*Goal*. Find each line in the records below that contains the word "high", matching case exactly, and copy every such line.

(Outline entries for images)
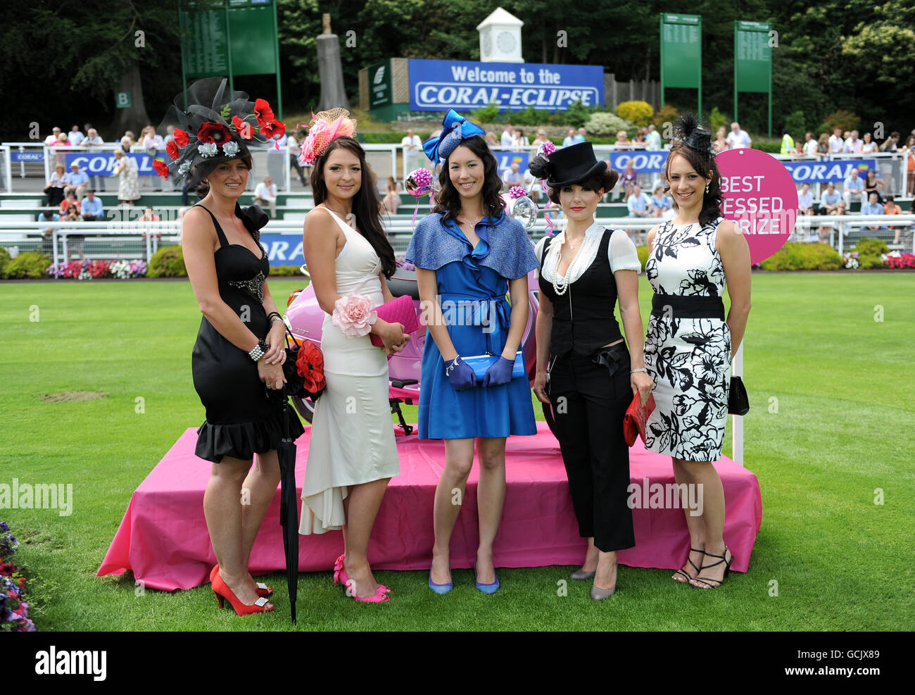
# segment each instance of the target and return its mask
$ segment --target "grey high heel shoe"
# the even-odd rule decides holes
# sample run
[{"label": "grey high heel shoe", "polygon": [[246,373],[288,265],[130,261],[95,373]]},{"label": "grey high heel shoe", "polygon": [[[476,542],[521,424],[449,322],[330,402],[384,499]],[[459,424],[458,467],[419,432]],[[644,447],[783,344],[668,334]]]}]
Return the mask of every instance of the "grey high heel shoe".
[{"label": "grey high heel shoe", "polygon": [[594,574],[595,573],[593,571],[586,572],[584,570],[576,570],[574,572],[572,572],[570,576],[572,577],[572,579],[576,581],[581,581],[581,580],[591,579],[591,577],[593,577]]}]

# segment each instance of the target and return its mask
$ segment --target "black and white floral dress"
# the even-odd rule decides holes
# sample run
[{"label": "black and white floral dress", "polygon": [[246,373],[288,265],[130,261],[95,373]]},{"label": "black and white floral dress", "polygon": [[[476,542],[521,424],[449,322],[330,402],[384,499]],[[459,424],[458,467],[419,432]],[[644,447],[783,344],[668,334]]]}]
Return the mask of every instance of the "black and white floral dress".
[{"label": "black and white floral dress", "polygon": [[[656,405],[645,428],[645,448],[682,461],[721,458],[731,372],[731,334],[718,304],[725,269],[715,247],[723,221],[705,226],[663,223],[645,264],[655,291],[645,366],[654,380]],[[683,314],[691,312],[679,309],[691,305],[719,309],[707,312],[716,316],[686,318]]]}]

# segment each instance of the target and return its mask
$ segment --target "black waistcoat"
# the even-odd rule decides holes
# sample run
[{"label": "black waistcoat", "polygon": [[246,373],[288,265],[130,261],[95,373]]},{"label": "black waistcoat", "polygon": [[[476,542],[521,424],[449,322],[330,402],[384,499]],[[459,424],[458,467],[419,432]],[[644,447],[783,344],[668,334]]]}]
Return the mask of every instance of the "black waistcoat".
[{"label": "black waistcoat", "polygon": [[[612,233],[611,230],[604,230],[594,261],[561,297],[553,288],[553,283],[544,277],[544,263],[553,238],[547,238],[544,244],[540,259],[540,292],[553,302],[552,355],[561,356],[568,352],[590,355],[597,348],[623,337],[613,316],[617,283],[607,257]],[[619,233],[626,233],[620,231]]]}]

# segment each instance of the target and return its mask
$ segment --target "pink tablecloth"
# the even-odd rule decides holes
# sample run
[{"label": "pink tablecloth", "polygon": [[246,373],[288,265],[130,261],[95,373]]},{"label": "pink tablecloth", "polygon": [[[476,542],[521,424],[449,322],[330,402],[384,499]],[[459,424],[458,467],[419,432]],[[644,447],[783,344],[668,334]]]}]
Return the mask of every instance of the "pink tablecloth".
[{"label": "pink tablecloth", "polygon": [[[508,486],[495,542],[497,567],[576,565],[585,540],[572,510],[559,444],[538,422],[533,437],[511,437],[506,451]],[[296,480],[305,477],[310,428],[296,442]],[[206,521],[203,491],[208,462],[194,455],[197,435],[188,429],[131,497],[99,576],[132,570],[146,587],[172,591],[209,581],[216,562]],[[370,545],[370,560],[379,570],[426,570],[432,554],[432,505],[445,462],[441,441],[398,436],[401,474],[391,481]],[[731,569],[747,571],[762,519],[756,476],[729,459],[715,463],[725,487],[725,540],[736,559]],[[451,566],[472,567],[477,548],[477,471],[468,483],[464,508],[451,538]],[[671,460],[648,452],[638,440],[631,450],[630,477],[640,489],[673,483]],[[647,483],[646,483],[647,479]],[[651,490],[652,488],[650,488]],[[640,493],[640,500],[644,500]],[[653,506],[650,505],[650,506]],[[689,535],[682,509],[635,508],[636,546],[619,554],[631,567],[676,569],[686,561]],[[328,570],[342,552],[339,532],[299,537],[299,569]],[[254,543],[253,573],[285,567],[279,525],[279,491]]]}]

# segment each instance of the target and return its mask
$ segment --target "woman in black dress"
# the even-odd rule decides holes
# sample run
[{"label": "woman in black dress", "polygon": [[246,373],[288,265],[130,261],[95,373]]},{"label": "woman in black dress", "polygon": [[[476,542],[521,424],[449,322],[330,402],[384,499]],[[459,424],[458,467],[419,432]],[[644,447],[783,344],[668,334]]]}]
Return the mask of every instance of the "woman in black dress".
[{"label": "woman in black dress", "polygon": [[[587,538],[585,561],[572,579],[593,577],[591,598],[601,601],[616,592],[617,550],[635,545],[623,416],[633,395],[644,404],[653,386],[642,357],[641,264],[625,231],[595,221],[618,174],[595,158],[591,143],[538,156],[530,168],[546,179],[550,200],[568,221],[537,246],[533,393],[553,406],[578,532]],[[626,342],[613,316],[618,300]]]},{"label": "woman in black dress", "polygon": [[[269,392],[285,382],[285,329],[270,296],[270,266],[258,241],[266,214],[256,205],[242,211],[238,199],[251,173],[244,135],[257,136],[246,122],[256,120],[258,139],[281,124],[266,102],[226,94],[224,80],[199,81],[188,92],[194,105],[188,113],[176,100],[180,128],[168,173],[173,182],[187,178],[190,188],[202,186],[199,195],[205,191],[181,224],[185,266],[203,313],[191,358],[194,388],[207,411],[196,453],[213,462],[203,497],[218,562],[210,573],[213,592],[221,606],[228,599],[243,615],[274,609],[267,601],[272,590],[254,582],[248,559],[280,478],[283,399]],[[293,439],[304,431],[292,414],[289,429]]]}]

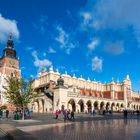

*Exercise output*.
$ segment --target "grey high heel shoe"
[{"label": "grey high heel shoe", "polygon": [[246,373],[288,265],[130,261],[95,373]]},{"label": "grey high heel shoe", "polygon": [[[476,542],[521,424],[449,322],[330,402],[384,499]],[[459,424],[458,467],[419,432]],[[644,447],[783,344],[668,334]]]}]
Return the mask of every instance of the "grey high heel shoe".
[{"label": "grey high heel shoe", "polygon": [[594,574],[595,573],[593,571],[586,572],[584,570],[576,570],[574,572],[572,572],[570,576],[572,577],[572,579],[576,581],[581,581],[581,580],[591,579],[591,577],[593,577]]}]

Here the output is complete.